- _QUOTED PASSAGE_
Chapter 10 of the Gospel of Luke tells us about a time when the sisters were hosting Jesus and (presumably) his disciples. As Jesus was preaching to those who had come to see him, Martha was busy in the kitchen, bustling around to make sure there was enough food and refreshments for all the guests. I can imagine that Martha’s last name was actually Stewart and that she was going to a lot of trouble to make sure everything was impressive and perfect.

Meanwhile, Mary was in the living room, camped out at the Lord’s feet and listening to his teachings.

When Martha saw this, she became full of anger and resentment. She felt overworked and overwhelmed and couldn’t believe Mary wasn’t getting off of her butt to help out.

As soon as she had an opportunity, Martha approached Jesus to voice her complaints. She revealed that her frustration wasn’t only directed at her sister, but also at the Lord himself. She pointed out that he saw how hard she was working to make all of the guests comfortable, and he never even said a word to Mary to suggest that maybe she should get up and go help.

- _WHAT YOU WILL DO_
Carry on the reflection about Martha and Mary, starting right after its final sentence.

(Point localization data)
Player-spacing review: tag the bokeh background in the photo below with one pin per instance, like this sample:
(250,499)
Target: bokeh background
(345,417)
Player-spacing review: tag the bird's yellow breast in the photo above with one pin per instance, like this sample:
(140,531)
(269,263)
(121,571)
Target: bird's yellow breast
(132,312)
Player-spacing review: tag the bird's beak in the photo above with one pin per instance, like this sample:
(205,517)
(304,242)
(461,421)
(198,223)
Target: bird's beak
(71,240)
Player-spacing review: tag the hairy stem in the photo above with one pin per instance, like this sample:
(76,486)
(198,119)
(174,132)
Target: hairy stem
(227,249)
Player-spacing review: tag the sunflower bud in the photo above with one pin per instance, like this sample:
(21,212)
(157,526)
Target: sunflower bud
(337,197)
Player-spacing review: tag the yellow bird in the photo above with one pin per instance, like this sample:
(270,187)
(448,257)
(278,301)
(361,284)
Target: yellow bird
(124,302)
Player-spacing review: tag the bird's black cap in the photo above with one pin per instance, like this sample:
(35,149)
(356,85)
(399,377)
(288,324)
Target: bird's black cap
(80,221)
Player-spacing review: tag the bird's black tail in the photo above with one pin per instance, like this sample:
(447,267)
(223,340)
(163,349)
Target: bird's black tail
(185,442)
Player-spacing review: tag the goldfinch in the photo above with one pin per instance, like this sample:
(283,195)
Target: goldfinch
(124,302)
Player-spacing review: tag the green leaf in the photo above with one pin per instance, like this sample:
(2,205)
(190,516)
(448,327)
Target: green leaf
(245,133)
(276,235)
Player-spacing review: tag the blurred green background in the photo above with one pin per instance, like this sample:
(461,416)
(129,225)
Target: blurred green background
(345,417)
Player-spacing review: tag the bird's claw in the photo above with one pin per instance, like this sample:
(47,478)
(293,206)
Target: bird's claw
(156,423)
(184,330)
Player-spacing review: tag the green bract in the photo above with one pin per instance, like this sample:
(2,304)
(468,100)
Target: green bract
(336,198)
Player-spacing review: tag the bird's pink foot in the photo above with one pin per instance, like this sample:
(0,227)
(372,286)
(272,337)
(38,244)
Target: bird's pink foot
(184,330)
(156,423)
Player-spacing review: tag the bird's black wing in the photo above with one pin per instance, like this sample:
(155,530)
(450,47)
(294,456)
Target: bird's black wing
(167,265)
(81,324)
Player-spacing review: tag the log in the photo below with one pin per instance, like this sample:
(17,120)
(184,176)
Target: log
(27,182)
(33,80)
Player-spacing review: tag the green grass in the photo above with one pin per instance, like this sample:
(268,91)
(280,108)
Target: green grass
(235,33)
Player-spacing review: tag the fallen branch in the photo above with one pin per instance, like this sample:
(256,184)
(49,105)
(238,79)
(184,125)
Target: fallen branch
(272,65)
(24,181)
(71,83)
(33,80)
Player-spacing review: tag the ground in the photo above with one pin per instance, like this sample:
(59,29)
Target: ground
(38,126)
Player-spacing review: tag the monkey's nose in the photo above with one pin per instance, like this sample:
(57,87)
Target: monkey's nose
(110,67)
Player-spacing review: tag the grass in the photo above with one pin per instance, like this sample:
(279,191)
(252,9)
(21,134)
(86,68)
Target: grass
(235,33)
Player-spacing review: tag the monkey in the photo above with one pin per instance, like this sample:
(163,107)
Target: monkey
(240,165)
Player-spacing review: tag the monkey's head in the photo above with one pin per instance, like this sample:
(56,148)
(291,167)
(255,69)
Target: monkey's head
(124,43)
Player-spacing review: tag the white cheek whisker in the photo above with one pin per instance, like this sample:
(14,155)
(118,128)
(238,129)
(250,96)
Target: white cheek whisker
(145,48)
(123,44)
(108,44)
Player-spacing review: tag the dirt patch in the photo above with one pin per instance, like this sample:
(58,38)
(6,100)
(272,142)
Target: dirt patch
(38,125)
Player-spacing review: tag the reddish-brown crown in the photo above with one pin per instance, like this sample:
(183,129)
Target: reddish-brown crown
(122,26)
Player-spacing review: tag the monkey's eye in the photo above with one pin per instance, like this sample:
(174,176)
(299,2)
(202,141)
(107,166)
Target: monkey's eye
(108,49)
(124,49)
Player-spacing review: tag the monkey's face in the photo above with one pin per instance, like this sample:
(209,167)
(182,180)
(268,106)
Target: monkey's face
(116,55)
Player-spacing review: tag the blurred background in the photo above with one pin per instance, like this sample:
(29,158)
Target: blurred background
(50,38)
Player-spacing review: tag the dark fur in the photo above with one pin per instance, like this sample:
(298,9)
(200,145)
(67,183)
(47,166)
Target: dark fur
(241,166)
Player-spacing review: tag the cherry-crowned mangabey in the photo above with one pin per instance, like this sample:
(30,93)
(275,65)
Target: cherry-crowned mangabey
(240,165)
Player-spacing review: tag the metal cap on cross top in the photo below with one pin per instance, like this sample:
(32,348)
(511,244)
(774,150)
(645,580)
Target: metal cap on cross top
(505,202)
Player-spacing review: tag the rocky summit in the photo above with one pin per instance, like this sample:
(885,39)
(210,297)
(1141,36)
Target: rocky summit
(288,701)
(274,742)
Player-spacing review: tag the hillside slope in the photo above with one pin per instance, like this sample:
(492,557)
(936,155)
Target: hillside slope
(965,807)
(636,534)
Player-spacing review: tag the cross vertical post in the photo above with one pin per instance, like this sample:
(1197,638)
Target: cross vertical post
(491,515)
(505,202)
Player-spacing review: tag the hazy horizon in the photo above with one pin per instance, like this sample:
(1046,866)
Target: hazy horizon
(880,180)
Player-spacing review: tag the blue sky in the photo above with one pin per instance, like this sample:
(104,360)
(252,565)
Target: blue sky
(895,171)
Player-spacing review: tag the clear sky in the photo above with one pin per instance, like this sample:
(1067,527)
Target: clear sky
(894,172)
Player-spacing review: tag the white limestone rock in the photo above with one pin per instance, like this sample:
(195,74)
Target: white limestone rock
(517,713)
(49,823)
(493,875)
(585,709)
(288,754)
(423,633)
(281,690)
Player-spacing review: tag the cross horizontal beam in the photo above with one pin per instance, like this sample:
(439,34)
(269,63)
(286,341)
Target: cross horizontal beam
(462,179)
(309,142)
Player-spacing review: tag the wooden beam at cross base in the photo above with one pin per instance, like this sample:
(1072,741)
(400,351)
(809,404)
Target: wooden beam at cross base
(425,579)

- _RESULT_
Jesus answered her, “Martha, Martha, you are worried and upset about many things, but only one thing is needed. Mary has chosen what is better and it will not be taken away from her” (Luke 10:41-42).

It wasn’t that Jesus didn’t appreciate everything Martha was doing, but the fact is, no one asked her to go to so much trouble. Jesus knew that the time of his earthly ministry was running short, and Mary realized that hearing his teaching while she had the chance was way more important than serving an elaborate meal when a tray of cheese and crackers would’ve sufficed.

This reminds me of the time I put on a baby shower for one of my sisters. I went all out for that shower. Don’t get me wrong — I had fun doing it, and I don’t have any resentment about all the work I put into it. But I realize that I created a lot of extra work, not only for myself but also for those who’d volunteered to help out. I wasn’t satisfied with store-bought cake or cupcakes, or even using a mix — I had to make everything from scratch. I opted for an elaborate non-alcoholic Sangria recipe instead of a can of Fruit Punch. I even made most of the decorations myself. Of course, the shower was a big hit and everyone was duly impressed, but really, everyone would have been just as satisfied if I’d taken several shortcuts — they probably wouldn’t have even known the difference — and I and my helpers would’ve been a lot less stressed by the time my sister and the guests arrived.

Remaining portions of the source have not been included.